_Directive_
List every line in the rows below that contains the word "surface", and copy each such line in full.

_Supplied material_
====
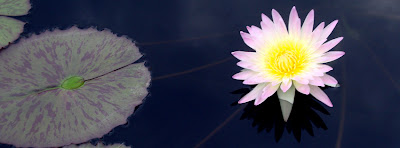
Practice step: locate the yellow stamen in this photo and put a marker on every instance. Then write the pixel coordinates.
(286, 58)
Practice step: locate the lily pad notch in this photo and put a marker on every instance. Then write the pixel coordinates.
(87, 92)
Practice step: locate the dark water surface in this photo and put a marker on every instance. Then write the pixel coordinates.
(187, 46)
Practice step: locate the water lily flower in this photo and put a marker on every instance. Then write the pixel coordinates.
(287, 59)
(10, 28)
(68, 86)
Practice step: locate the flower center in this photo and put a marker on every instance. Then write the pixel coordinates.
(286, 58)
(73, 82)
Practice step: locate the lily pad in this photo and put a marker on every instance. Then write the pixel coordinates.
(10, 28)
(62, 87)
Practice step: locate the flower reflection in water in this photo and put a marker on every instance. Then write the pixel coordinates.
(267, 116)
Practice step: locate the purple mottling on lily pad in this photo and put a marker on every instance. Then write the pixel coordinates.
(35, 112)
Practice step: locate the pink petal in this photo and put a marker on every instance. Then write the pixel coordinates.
====
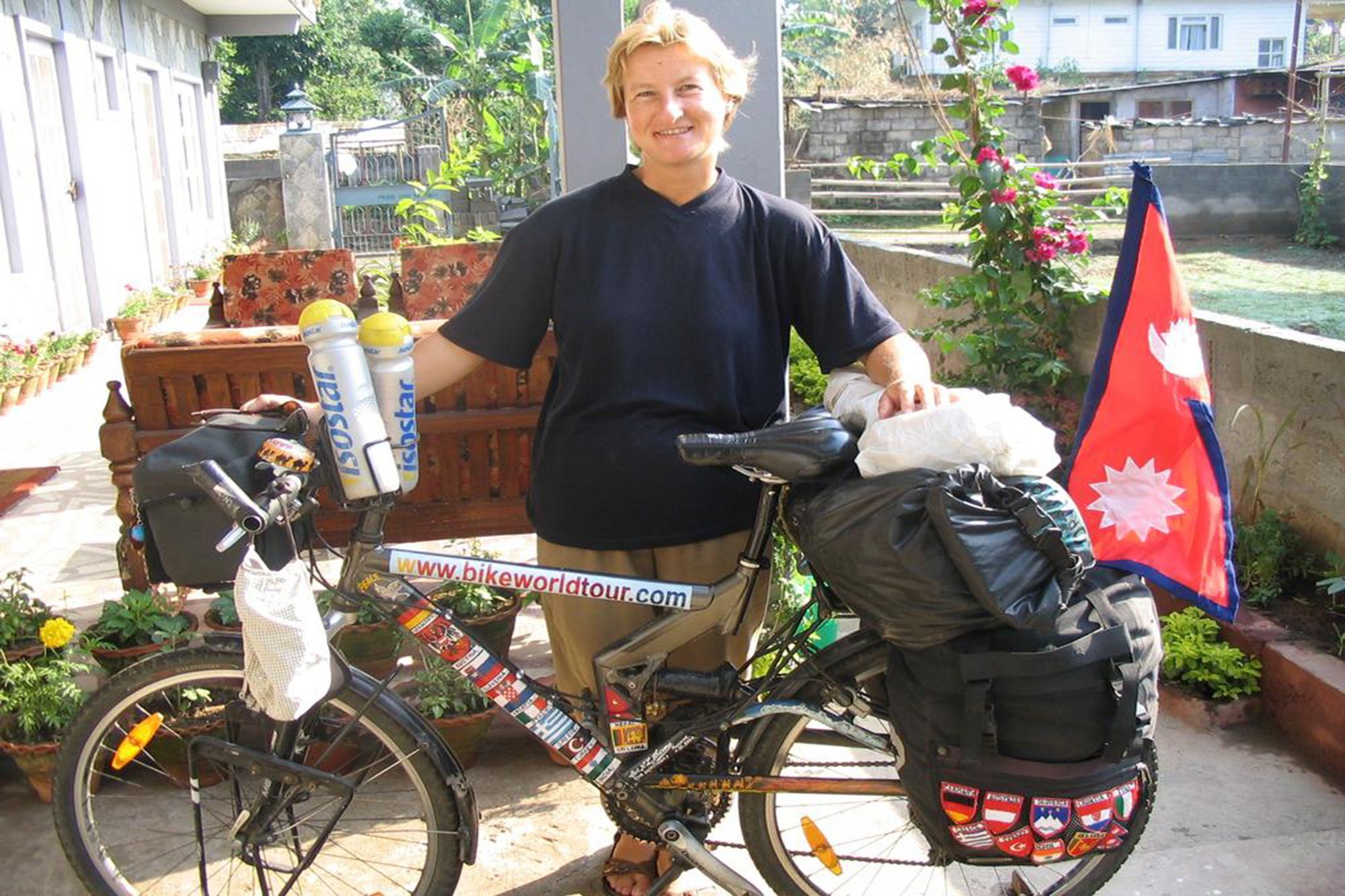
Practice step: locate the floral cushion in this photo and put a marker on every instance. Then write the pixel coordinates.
====
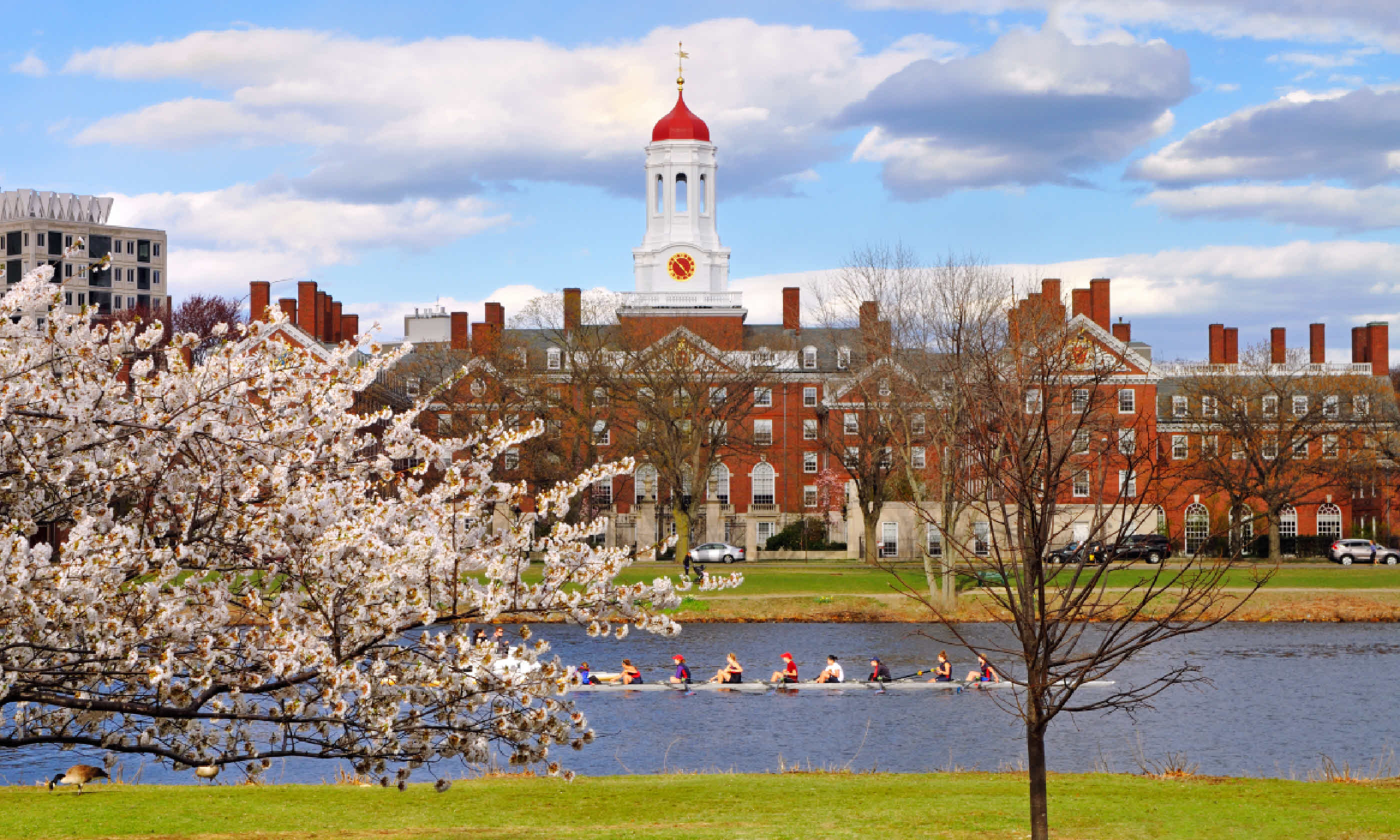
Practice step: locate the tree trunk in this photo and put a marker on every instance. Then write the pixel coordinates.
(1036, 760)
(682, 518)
====
_Reply_
Practice step: locate the dark water surface in this photo and put a marker on every instance. Then write the pixel coordinates.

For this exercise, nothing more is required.